TO DO – Write out exactly, with no other output, the lines below from the one that contains "Exercise. Spot the pink" through the end.

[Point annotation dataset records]
——

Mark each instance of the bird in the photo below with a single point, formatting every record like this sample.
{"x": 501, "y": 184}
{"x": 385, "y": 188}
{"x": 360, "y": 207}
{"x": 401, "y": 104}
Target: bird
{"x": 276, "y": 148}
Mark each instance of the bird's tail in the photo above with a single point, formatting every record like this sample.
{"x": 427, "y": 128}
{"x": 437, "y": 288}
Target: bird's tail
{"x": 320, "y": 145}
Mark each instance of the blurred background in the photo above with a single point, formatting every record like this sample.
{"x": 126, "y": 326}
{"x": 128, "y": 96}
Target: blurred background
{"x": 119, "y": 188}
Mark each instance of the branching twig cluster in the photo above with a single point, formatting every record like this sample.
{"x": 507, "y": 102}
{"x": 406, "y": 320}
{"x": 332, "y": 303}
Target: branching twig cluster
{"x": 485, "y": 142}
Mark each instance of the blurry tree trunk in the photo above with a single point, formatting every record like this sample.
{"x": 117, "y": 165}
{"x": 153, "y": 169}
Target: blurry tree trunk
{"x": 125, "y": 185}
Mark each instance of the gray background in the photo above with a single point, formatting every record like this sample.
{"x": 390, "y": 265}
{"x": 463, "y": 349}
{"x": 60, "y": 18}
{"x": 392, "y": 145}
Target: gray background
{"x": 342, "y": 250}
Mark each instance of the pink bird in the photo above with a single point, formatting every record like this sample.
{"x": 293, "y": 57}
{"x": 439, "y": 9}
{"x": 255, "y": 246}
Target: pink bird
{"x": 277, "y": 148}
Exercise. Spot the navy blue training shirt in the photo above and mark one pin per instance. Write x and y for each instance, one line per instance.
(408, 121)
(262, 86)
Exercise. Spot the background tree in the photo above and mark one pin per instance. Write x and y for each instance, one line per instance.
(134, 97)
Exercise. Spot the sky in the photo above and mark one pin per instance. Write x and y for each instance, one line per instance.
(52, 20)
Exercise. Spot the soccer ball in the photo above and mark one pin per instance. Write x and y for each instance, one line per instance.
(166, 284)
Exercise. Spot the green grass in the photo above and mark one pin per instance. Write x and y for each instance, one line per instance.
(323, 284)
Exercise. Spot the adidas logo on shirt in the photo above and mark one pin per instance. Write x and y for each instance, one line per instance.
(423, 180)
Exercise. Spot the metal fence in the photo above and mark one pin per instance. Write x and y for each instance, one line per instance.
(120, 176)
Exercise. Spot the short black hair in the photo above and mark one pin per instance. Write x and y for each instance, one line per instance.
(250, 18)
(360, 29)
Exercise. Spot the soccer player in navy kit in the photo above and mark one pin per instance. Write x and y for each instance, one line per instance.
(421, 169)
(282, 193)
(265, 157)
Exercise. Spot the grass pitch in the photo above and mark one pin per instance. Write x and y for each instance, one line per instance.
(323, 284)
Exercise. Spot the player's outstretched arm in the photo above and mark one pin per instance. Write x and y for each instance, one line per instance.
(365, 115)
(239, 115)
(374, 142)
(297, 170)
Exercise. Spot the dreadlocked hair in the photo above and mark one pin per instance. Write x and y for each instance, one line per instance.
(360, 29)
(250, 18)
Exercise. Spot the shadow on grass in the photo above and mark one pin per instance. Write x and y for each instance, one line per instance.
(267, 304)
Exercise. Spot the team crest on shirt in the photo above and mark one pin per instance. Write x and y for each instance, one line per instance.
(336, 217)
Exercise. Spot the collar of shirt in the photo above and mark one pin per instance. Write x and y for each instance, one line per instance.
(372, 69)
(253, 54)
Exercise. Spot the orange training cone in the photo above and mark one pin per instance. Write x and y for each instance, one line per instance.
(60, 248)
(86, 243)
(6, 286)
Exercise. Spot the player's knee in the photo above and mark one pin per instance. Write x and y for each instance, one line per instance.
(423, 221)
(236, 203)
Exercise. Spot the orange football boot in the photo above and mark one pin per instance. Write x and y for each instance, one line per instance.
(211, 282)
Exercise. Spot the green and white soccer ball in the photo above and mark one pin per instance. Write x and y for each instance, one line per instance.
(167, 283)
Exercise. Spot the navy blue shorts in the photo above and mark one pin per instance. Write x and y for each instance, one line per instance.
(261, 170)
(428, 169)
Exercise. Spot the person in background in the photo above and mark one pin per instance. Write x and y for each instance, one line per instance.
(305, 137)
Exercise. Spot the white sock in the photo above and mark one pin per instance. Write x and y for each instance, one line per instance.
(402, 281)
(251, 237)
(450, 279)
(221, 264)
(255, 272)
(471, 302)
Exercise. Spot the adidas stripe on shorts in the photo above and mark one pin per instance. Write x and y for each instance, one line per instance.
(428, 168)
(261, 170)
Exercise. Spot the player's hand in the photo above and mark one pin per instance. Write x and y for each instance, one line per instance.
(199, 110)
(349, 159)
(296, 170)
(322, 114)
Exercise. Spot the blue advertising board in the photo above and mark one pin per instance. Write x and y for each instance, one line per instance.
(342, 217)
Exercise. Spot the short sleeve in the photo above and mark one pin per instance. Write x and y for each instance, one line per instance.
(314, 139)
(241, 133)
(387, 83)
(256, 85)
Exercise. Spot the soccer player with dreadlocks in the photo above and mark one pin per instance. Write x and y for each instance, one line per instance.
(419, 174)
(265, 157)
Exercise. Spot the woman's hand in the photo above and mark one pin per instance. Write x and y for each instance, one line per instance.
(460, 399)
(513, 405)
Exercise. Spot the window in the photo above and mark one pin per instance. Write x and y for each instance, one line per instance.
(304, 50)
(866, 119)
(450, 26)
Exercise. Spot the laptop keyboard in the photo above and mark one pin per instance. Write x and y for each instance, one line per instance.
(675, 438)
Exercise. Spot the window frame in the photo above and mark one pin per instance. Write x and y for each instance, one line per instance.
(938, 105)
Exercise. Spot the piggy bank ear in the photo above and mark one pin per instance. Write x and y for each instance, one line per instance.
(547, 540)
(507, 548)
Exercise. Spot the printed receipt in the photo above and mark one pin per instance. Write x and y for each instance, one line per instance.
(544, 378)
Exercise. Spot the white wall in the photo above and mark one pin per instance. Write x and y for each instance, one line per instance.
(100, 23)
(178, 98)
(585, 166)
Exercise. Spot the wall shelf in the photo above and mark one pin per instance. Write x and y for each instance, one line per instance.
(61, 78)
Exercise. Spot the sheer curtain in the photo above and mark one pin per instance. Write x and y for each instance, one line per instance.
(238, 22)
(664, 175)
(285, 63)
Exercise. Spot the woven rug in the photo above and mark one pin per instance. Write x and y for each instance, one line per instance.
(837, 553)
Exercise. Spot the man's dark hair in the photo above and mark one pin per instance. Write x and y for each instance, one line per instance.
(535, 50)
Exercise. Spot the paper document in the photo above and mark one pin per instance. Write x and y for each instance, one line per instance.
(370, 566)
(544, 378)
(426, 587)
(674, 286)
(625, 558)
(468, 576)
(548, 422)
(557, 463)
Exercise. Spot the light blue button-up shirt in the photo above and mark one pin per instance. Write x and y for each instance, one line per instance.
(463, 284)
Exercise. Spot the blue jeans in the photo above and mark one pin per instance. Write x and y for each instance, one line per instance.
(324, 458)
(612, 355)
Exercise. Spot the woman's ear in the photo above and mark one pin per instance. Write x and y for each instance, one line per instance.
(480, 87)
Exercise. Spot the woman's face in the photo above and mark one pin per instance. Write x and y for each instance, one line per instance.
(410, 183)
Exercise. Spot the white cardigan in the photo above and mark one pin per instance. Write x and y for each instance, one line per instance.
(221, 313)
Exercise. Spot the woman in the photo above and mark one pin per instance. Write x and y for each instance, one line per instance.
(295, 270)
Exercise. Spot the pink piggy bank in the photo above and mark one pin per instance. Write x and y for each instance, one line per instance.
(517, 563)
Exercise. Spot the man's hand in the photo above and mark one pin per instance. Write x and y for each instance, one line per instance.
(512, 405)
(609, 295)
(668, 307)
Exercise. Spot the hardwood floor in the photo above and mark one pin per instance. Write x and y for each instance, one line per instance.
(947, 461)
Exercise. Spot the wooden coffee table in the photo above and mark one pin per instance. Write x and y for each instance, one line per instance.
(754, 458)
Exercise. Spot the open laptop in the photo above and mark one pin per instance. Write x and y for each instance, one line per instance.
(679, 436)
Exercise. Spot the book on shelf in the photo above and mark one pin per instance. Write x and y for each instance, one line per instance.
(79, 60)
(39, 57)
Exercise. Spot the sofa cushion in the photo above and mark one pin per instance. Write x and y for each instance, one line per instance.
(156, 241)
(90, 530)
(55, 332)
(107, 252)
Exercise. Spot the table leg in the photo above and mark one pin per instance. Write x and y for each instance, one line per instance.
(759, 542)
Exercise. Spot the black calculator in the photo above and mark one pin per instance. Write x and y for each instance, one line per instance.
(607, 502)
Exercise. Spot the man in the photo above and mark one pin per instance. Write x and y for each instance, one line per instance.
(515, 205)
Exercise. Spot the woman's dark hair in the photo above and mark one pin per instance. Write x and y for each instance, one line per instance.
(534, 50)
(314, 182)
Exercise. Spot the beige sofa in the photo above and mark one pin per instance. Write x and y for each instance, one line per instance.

——

FINAL RESULT –
Exercise. Spot the pink piggy bank in the photo above and mark one pin per instance. Write x and y for each instance, one line per instance.
(517, 563)
Exercise. Spot the man's hand in the photo above and mark one pin per instance. Write x and y for each instance, one line per instance.
(512, 405)
(609, 295)
(668, 307)
Exercise. Spot the hardwood floor in the photo above and mark one pin per instance. Write x and y for each instance, one line per instance.
(947, 461)
Exercise. Spot the wooden coffee table in the photo above and mark one pin per instance. Write x and y for each instance, one line per instance.
(754, 458)
Exercise. Spot the open laptop in the photo above and mark one pin per instance. Write x and y for each instance, one line per instance.
(679, 436)
Exercise. Spot the book on shelf in the photo above and mark one pin per instance. Write x and y for each instance, one line per instance.
(79, 60)
(39, 57)
Exercise. Spot the sofa cushion in the photo above and mark one pin per instance. Write x and y for each instance, one line per instance.
(156, 241)
(90, 530)
(55, 332)
(107, 252)
Exercise. Spot the table leg in the photo above and mark one pin per instance. Write x and y for each instance, one line per instance.
(759, 542)
Exercise. Spot the black calculator in the photo above and mark one pin per instance. Write x and y for each instance, one line per instance.
(607, 502)
Exercise. Spot the man in the photo above and mark one pin per instance. Write x and y for each instance, one line per instance.
(515, 205)
Exercise. Spot the woman's dark hair in the photo above and mark one pin per instance. Write x and y for each instance, one line per instance.
(534, 50)
(314, 182)
Exercise. Spot the beige sofa in the photo above and mark one pin per instance. Write x and y for each instance, one line per instance.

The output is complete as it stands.